»»

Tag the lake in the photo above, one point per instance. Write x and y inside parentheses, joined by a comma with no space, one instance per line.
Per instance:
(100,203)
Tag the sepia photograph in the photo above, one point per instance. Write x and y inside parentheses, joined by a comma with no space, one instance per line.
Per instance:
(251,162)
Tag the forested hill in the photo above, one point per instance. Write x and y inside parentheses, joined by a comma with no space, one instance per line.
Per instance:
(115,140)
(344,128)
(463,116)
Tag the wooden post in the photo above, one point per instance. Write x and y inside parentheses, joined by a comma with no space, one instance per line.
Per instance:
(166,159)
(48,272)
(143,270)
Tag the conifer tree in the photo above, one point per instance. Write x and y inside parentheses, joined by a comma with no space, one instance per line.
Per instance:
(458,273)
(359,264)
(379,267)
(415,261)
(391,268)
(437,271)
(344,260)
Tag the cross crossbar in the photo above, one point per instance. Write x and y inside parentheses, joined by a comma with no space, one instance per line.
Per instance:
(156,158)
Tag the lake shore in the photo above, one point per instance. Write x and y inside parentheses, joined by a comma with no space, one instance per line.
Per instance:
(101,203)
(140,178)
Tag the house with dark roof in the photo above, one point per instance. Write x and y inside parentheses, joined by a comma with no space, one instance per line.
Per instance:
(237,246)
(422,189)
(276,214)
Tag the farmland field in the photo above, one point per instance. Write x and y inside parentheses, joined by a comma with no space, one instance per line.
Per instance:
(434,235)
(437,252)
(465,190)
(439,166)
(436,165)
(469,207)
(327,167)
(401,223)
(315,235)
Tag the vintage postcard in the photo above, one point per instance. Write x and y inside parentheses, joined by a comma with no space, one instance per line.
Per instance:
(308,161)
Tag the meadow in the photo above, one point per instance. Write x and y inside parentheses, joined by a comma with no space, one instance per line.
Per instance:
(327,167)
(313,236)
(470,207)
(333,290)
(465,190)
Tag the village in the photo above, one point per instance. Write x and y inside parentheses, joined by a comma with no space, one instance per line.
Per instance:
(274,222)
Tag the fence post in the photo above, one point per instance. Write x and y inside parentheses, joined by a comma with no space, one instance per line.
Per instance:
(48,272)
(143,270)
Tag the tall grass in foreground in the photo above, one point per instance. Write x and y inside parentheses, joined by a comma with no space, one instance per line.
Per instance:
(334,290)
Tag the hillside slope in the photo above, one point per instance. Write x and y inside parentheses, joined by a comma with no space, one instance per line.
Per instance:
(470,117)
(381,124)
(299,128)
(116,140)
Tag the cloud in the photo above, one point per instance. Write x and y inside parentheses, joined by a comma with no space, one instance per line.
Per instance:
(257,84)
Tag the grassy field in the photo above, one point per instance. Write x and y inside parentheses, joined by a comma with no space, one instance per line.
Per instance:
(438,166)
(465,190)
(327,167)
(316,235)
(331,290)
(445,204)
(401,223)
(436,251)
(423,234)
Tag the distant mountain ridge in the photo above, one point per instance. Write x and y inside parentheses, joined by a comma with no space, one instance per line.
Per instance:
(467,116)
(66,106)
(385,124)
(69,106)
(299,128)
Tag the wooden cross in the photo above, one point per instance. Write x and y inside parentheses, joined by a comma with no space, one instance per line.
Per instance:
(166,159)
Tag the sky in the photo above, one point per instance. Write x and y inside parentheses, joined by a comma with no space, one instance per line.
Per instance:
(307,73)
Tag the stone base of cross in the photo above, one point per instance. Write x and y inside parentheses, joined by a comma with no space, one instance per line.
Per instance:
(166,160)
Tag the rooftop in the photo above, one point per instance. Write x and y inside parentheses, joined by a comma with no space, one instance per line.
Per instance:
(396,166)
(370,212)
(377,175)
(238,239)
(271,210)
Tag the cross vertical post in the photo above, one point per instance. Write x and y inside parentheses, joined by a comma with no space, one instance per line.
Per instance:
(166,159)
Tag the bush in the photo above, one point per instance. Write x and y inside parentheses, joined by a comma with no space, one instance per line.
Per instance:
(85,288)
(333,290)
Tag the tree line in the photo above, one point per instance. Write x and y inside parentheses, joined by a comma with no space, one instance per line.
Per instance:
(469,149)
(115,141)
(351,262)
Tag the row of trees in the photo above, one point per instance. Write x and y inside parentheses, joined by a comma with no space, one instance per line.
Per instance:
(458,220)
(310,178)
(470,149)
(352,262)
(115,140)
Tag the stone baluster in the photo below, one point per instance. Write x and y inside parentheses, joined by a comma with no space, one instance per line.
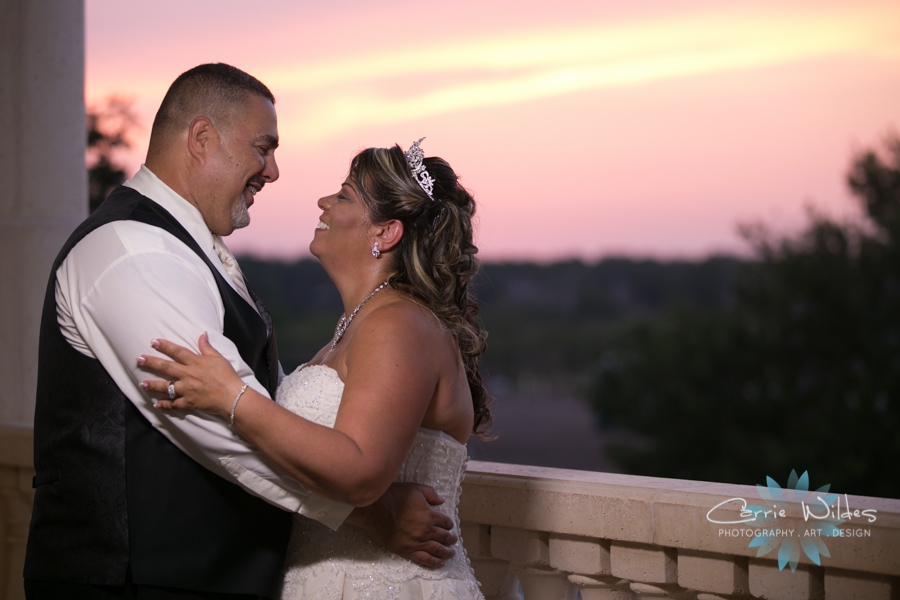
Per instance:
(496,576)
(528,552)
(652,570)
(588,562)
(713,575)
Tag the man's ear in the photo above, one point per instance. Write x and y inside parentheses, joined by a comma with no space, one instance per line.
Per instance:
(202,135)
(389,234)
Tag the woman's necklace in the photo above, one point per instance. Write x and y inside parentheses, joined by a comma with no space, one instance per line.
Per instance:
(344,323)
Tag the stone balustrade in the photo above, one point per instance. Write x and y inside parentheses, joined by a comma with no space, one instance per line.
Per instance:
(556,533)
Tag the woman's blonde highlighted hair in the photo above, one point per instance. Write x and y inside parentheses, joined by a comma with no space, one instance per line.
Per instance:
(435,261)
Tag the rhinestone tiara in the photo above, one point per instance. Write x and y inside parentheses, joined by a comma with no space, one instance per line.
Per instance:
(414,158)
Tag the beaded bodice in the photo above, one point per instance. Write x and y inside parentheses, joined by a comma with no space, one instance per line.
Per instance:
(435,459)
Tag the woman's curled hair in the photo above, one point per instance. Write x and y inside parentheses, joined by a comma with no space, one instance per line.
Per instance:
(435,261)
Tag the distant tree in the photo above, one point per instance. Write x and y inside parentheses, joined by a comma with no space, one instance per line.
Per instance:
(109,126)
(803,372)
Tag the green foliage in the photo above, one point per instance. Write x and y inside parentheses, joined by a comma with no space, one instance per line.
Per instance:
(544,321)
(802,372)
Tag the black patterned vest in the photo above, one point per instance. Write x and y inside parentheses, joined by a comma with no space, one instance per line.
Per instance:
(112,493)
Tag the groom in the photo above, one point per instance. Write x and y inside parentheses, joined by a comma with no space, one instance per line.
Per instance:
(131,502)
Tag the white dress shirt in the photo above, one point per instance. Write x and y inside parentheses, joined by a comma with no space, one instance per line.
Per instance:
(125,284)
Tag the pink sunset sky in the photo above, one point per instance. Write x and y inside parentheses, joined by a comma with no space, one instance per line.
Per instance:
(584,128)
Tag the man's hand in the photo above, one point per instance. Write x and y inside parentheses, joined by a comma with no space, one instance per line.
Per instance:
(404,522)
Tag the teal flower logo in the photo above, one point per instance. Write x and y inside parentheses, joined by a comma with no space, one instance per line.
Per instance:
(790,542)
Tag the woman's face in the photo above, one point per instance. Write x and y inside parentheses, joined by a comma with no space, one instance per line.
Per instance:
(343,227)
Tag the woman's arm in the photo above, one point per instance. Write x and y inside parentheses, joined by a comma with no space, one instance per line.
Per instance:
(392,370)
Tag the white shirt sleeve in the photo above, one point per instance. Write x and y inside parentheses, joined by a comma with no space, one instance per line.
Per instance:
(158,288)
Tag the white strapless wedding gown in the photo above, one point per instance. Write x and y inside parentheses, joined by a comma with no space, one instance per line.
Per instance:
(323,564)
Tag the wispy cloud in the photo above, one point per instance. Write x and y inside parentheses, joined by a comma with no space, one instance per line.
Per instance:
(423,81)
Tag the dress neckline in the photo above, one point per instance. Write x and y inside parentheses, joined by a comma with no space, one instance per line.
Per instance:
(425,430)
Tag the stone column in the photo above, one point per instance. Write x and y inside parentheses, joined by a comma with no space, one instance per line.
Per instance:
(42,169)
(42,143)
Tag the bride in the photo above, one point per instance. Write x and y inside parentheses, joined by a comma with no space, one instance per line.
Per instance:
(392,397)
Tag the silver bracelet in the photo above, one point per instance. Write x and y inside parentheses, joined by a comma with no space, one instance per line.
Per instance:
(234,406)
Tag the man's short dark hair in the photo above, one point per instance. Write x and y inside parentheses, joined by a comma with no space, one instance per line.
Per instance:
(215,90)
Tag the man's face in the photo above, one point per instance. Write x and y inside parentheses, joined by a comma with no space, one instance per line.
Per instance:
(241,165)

««
»»

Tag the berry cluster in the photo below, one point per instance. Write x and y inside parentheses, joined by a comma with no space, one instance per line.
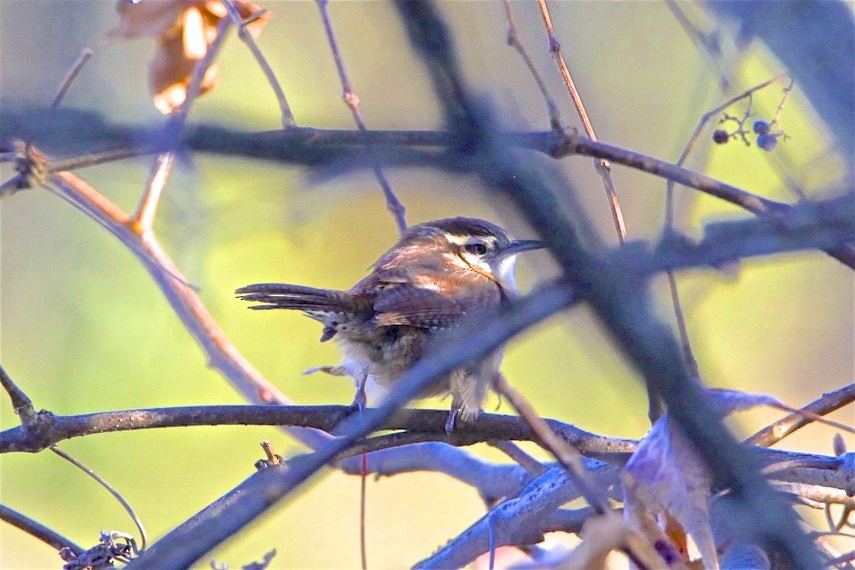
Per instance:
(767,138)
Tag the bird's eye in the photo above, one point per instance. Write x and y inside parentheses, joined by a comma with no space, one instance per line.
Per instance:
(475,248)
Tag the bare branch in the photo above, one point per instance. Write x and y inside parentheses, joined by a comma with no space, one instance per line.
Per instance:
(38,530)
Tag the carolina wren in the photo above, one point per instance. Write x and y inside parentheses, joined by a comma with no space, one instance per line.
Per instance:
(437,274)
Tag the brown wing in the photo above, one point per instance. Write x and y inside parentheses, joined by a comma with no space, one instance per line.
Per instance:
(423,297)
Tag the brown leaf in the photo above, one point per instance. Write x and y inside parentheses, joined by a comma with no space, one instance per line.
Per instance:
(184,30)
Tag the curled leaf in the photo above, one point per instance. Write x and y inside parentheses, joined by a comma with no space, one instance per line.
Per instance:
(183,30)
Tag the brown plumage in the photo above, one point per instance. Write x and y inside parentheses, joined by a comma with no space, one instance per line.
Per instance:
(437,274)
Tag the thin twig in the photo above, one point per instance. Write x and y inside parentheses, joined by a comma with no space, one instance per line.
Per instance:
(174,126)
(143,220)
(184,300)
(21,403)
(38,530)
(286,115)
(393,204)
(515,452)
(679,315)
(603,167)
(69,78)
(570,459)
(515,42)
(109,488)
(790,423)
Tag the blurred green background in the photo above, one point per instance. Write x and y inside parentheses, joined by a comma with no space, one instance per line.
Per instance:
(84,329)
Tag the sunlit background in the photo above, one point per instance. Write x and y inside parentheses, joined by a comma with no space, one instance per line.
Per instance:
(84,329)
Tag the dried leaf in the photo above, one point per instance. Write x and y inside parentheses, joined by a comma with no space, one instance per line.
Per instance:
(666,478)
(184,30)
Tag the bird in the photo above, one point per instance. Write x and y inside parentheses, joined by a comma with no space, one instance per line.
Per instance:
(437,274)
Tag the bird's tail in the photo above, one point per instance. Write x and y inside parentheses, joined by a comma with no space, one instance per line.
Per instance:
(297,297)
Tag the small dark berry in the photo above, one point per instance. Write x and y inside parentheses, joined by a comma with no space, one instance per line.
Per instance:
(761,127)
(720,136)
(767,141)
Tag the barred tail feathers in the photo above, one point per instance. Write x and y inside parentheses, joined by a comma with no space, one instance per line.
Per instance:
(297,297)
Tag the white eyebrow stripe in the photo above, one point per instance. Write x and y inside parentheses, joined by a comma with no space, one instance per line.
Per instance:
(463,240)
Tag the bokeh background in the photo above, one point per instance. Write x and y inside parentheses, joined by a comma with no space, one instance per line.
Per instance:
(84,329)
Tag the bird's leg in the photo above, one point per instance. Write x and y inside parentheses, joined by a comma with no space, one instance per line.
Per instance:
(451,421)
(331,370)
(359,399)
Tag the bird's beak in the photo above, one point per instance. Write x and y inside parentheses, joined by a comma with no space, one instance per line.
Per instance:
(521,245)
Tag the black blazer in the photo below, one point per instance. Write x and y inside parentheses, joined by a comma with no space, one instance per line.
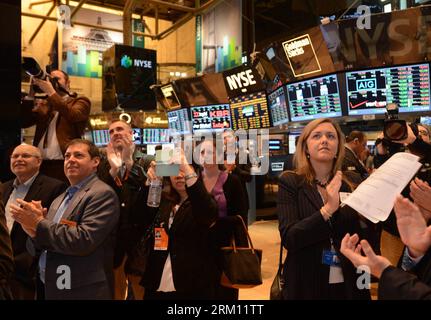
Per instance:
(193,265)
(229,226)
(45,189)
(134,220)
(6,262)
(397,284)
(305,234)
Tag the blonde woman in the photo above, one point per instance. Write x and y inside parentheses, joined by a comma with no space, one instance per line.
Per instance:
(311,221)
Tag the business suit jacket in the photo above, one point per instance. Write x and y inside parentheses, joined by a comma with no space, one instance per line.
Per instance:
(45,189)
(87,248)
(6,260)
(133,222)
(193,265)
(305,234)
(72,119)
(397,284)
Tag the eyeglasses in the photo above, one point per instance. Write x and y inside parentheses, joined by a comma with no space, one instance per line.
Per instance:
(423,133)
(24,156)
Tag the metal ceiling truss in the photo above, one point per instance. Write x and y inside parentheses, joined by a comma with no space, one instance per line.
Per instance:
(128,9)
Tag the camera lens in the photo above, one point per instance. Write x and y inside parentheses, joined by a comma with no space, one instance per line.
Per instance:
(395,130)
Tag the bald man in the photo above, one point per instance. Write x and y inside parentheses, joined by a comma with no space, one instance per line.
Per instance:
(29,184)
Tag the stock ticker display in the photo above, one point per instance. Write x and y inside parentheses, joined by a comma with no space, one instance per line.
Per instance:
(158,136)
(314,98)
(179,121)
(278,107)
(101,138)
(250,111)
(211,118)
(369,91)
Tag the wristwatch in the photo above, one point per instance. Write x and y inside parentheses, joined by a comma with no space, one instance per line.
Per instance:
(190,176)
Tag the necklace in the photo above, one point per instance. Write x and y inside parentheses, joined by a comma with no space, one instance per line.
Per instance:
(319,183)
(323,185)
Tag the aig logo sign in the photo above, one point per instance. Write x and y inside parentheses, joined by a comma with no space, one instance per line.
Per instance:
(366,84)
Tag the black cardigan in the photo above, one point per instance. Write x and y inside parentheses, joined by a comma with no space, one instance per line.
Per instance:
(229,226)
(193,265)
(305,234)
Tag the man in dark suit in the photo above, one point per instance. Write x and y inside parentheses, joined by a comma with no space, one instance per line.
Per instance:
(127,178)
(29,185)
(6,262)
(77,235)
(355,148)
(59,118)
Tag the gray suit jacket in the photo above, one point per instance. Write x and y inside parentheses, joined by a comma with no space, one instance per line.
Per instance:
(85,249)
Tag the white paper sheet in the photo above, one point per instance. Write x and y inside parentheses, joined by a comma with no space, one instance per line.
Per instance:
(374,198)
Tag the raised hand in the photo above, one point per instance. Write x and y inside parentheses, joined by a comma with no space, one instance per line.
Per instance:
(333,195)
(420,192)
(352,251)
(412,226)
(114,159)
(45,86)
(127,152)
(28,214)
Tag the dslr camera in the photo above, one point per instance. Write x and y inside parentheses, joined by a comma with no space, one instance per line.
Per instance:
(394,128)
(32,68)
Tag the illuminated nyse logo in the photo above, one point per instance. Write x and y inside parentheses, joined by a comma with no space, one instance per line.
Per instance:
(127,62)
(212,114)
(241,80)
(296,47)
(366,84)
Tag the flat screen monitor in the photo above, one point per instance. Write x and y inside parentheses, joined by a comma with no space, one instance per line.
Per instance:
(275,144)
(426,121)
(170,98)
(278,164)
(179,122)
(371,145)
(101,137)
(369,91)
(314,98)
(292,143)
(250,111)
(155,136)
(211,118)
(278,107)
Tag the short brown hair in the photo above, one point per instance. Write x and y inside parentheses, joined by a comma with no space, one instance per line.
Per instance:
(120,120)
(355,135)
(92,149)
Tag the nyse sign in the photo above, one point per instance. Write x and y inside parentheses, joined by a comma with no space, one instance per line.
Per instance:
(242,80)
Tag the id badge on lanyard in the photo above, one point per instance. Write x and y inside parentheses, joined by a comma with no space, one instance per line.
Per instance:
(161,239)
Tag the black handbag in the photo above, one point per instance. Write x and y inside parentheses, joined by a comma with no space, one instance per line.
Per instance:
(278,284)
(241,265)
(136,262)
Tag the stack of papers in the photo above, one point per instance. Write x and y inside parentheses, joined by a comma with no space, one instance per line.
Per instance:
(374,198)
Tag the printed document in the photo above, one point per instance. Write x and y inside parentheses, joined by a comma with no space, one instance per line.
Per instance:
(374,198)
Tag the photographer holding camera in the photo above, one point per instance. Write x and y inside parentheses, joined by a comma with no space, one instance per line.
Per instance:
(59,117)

««
»»

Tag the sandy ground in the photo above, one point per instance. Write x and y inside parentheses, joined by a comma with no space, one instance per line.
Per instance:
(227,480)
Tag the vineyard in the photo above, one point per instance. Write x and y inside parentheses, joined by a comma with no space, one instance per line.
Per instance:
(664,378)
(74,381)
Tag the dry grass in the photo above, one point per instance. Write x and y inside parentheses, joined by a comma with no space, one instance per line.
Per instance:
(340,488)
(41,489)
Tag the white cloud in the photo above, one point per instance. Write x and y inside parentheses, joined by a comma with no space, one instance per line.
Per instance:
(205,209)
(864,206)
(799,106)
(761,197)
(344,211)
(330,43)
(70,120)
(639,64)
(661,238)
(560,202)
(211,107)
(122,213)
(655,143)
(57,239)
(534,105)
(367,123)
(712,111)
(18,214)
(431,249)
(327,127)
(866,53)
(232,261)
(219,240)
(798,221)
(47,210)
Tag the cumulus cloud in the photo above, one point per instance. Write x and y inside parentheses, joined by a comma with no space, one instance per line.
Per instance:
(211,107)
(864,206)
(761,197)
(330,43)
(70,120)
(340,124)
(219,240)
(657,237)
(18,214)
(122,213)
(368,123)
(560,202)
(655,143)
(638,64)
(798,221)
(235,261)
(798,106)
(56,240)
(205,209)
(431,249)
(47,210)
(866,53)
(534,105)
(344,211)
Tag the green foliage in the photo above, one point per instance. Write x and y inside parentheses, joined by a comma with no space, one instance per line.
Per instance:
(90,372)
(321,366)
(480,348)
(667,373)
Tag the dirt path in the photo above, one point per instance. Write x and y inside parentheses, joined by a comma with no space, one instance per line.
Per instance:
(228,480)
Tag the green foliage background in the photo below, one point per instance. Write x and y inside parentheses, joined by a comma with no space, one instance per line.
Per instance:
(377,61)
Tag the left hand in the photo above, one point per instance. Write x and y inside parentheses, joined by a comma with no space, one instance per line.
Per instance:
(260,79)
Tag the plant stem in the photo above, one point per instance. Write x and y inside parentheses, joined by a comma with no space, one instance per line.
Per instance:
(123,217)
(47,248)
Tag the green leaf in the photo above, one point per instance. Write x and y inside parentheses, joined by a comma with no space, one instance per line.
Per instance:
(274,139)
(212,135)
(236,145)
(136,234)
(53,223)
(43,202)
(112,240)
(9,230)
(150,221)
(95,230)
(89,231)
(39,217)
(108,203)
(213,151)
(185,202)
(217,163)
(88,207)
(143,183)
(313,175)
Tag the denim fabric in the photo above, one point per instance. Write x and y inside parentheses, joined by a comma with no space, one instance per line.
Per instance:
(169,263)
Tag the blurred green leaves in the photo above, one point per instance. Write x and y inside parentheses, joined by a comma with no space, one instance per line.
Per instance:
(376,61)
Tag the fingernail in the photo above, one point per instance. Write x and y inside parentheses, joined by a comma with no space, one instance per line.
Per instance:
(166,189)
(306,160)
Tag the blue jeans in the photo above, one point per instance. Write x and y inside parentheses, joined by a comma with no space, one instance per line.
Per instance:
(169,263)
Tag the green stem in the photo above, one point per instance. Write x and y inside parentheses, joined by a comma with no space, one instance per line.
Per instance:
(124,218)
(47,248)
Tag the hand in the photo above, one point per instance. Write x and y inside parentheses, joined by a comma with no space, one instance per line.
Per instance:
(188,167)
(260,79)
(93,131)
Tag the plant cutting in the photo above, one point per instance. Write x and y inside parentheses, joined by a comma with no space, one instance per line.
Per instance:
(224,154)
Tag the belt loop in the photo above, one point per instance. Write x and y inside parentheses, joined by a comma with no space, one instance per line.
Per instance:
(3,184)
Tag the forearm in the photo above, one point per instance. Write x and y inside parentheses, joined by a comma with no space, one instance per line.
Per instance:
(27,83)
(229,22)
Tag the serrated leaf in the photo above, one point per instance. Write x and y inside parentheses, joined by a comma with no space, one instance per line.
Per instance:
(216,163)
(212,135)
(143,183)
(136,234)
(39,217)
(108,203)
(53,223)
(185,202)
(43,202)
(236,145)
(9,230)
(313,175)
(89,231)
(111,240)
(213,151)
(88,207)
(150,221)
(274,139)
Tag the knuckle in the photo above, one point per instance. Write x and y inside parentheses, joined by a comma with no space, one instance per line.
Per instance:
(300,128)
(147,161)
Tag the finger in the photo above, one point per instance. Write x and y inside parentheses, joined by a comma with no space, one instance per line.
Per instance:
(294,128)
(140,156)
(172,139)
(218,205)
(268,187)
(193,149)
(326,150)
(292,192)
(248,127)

««

Objective: From the material above, extract every line that contains the string “curled”, copying each line in full. Match case exactly.

Response to this exercise:
Tag the woman's curled hair in the photo above, one point per instance. Write x and y inside parentheses, joined by a comma with no space, one instance per line.
Tag the curled leaf in the photo above, one point per instance. Write x and y inside parentheses, joined by a comma with no space, one instance per line.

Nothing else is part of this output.